Partes do exercício:
(a) Responda às seguintes perguntas com base no documento:
(i) Que mecanismo opera face ao devedor principal, e em que artigo consta?
(ii) Qual é a designação da Executada e mutuária?
(iii) Que disposição legal o Recorrente considera não ter sido correctamente interpretada?
(b) Indique se cada afirmação está de acordo com o documento, respondendo sim ou não e citando as palavras decisivas do documento:
(i) Perante os co-fiadores, há uma transmissão de créditos.
(ii) Ao solver a dívida, o Recorrente viu serem-lhe transmitidas as garantias de que o accipiens beneficiava, entre as quais as fianças.
(iii) O Recorrente concorda com a interpretação do regime legal das relações entre co-fiadores.
(c) Transcreva literalmente o trecho do documento que vai de "XVI. Segundo o" a "foi correctamente interpretado.".

Documento:
########
XV. Uma última constatação que se faz no Acórdão recorrido, é a de que, quando se verifique uma pluralidade de fiadores, são distintas as consequências jurídicas do pagamento por um dos fiadores, consoante se trate das relações entre fiadores ou entre o fiador solvem e o devedor principal. Enquanto, face ao devedor principal, opera a sub-rogação ope legis constante do art. 644°, perante os co-fiadores não há uma transmissão de créditos mas sim um direito de regresso, que se gera ex novo na esfera jurídica do solvem (arts. 650° n.° 1 e 524° C.C.).

XVI. Segundo o aresto em crise, o Recorrente, enquanto co-fiador, ao solver a dívida da Executada e mutuária SART, Lda., viu serem-lhe transmitidos os direitos do accipiens contra o devedor principal, acompanhados das garantias de que beneficiava, entre as quais as fianças. Já quanto aos demais fiadores, o acto de pagamento praticado pelo Recorrente desencadeou a extinção do crédito quanto àqueles, que passaram a ser seus devedores pelas quotas-partes que respectivamente lhes coubessem na dívida.

XVII. Com o devido respeito, o Recorrente considera que o regime legal das relações entre co-fiadores previsto no n.° 1 art 650°, não foi correctamente interpretado.
########
Dados:
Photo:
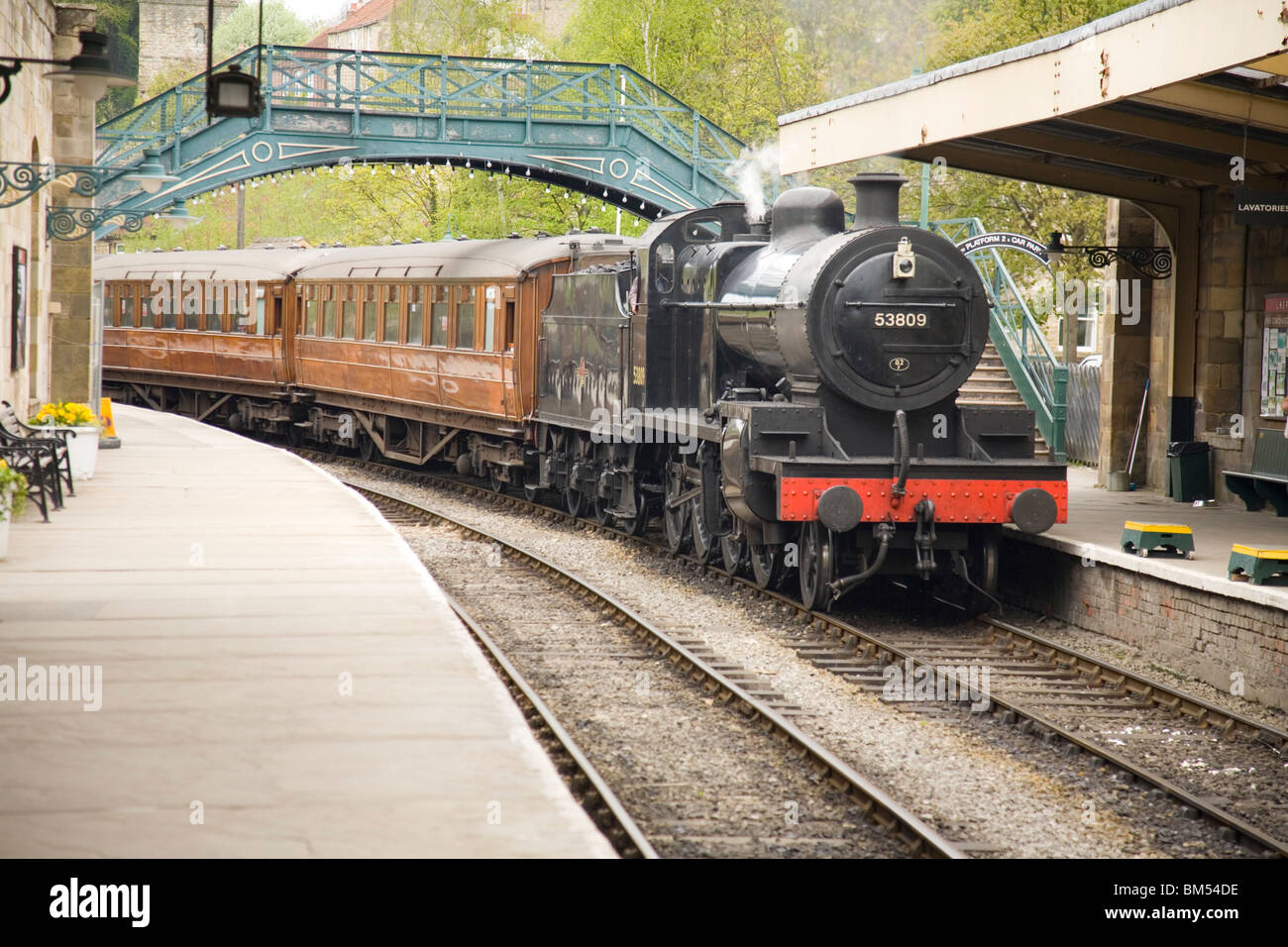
########
Respostas por tarefa:
(a)
(i) A sub-rogação ope legis, constante do art. 644°.
(ii) SART, Lda.
(iii) O n.° 1 do art. 650°, que prevê o regime legal das relações entre co-fiadores.

(b)
(i) Não: "perante os co-fiadores não há uma transmissão de créditos mas sim um direito de regresso".
(ii) Sim: "viu serem-lhe transmitidos os direitos do accipiens contra o devedor principal, acompanhados das garantias de que beneficiava, entre as quais as fianças".
(iii) Não: "o Recorrente considera que o regime legal das relações entre co-fiadores previsto no n.° 1 art 650°, não foi correctamente interpretado".

(c)
XVI. Segundo o aresto em crise, o Recorrente, enquanto co-fiador, ao solver a dívida da Executada e mutuária SART, Lda., viu serem-lhe transmitidos os direitos do accipiens contra o devedor principal, acompanhados das garantias de que beneficiava, entre as quais as fianças. Já quanto aos demais fiadores, o acto de pagamento praticado pelo Recorrente desencadeou a extinção do crédito quanto àqueles, que passaram a ser seus devedores pelas quotas-partes que respectivamente lhes coubessem na dívida.

XVII. Com o devido respeito, o Recorrente considera que o regime legal das relações entre co-fiadores previsto no n.° 1 art 650°, não foi correctamente interpretado.